# EXERCISE DESCRIPTION
Quote, word for word, every line starting at the line that contains "the man's right" and ending with the last line of the records; include both of these lines and no others.

# EXTRACTED MATERIAL

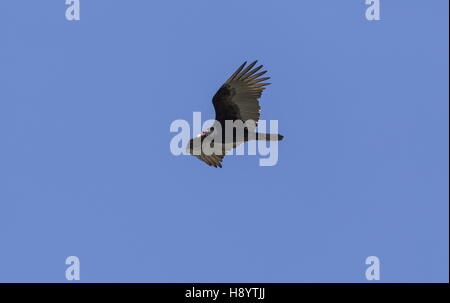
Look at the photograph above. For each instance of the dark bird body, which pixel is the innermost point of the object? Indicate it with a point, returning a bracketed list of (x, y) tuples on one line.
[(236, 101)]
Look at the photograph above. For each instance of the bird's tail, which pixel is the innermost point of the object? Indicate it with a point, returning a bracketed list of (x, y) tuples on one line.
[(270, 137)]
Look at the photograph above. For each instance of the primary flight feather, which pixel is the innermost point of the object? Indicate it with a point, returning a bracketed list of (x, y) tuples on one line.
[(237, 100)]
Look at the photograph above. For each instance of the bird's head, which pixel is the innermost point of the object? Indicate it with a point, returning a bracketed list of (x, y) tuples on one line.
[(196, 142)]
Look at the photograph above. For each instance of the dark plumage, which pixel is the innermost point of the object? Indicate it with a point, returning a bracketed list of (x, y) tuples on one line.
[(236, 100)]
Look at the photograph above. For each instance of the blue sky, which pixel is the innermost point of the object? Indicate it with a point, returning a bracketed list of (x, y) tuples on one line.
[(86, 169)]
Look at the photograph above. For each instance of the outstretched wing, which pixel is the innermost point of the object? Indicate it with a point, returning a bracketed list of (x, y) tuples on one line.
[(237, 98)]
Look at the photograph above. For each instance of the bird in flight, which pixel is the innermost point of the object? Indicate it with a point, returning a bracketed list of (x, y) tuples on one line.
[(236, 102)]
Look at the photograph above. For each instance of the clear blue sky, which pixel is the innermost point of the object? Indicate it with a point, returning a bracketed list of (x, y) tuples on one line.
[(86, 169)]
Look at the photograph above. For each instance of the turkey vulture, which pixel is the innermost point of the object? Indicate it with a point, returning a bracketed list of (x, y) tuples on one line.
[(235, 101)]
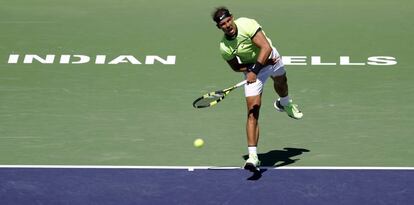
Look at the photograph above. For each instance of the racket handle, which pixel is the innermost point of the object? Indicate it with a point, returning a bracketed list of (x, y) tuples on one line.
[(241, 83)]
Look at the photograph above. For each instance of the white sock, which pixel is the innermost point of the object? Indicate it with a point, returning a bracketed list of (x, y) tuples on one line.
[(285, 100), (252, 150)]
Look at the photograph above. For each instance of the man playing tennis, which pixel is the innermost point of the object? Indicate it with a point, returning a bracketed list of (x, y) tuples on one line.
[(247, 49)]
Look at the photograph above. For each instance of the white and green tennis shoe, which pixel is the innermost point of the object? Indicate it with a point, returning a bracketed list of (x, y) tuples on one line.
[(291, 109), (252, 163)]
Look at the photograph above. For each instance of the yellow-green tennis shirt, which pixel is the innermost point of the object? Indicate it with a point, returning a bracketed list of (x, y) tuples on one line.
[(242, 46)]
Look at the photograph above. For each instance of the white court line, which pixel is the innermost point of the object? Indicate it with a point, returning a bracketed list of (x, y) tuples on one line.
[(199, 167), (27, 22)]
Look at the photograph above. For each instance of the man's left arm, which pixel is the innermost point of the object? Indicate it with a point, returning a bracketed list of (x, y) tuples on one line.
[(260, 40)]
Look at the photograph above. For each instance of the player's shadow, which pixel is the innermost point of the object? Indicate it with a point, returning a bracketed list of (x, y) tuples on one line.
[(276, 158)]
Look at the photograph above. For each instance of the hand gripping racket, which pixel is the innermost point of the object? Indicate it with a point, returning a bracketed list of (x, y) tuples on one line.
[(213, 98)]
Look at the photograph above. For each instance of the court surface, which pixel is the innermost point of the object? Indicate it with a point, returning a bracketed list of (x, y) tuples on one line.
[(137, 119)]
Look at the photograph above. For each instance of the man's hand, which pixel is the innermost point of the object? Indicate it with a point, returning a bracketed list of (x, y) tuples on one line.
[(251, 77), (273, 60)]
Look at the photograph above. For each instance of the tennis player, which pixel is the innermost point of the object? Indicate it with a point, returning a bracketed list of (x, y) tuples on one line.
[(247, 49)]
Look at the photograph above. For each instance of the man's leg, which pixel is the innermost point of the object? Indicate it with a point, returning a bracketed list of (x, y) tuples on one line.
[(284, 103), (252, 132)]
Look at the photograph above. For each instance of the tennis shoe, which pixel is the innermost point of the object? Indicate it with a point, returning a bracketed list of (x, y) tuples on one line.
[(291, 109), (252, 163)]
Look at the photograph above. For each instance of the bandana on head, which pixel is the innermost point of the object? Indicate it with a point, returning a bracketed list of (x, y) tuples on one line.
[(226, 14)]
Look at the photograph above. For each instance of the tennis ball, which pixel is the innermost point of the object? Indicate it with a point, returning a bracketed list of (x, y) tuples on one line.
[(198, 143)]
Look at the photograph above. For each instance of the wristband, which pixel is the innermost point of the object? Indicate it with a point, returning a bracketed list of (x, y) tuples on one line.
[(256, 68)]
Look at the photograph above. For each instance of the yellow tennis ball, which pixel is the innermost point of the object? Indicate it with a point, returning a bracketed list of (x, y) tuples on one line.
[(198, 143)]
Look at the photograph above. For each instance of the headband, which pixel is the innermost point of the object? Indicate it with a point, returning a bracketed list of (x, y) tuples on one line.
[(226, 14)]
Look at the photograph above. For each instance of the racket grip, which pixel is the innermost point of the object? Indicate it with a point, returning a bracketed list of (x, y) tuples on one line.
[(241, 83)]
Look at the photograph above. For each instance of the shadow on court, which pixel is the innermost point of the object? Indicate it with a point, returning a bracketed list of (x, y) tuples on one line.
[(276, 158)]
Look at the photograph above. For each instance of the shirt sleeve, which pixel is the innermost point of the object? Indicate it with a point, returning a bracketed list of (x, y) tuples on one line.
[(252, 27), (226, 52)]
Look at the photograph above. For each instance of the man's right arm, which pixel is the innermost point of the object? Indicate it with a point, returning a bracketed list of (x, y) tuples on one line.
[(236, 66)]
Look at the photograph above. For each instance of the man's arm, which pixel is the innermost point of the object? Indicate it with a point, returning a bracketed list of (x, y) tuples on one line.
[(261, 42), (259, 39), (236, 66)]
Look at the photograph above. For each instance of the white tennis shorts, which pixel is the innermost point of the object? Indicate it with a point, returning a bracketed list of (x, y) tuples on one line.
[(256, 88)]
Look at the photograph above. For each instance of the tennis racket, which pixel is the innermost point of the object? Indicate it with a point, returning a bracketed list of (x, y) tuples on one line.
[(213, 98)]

# EXERCISE RESPONSE
Look at the photograph above. For each instance of the man's right arm, which pixel is the innermost point of the object? Indicate it with a point, returning a bracketed list of (x, y) tuples on one line.
[(236, 66)]
Look at the photograph above. For each instance of the man's arm, which pixel is the innermost point of the object? Indicate it with a point, returning a bracketed list of (x, y) tuples on one line.
[(261, 42), (259, 39), (236, 66)]
Look at the photograph above. For each instance of the white tennis shorts, which pixel is the innermost point of the object? Indicate it with a point, returning a bracketed list of (x, y) tuples on one line.
[(256, 88)]
Look at the photograph above. For each instance of the tennis racket, which pixel is the innermost point of the object? Indicate it with a point, returning a bracketed list of (x, y) tuples on one line.
[(213, 98)]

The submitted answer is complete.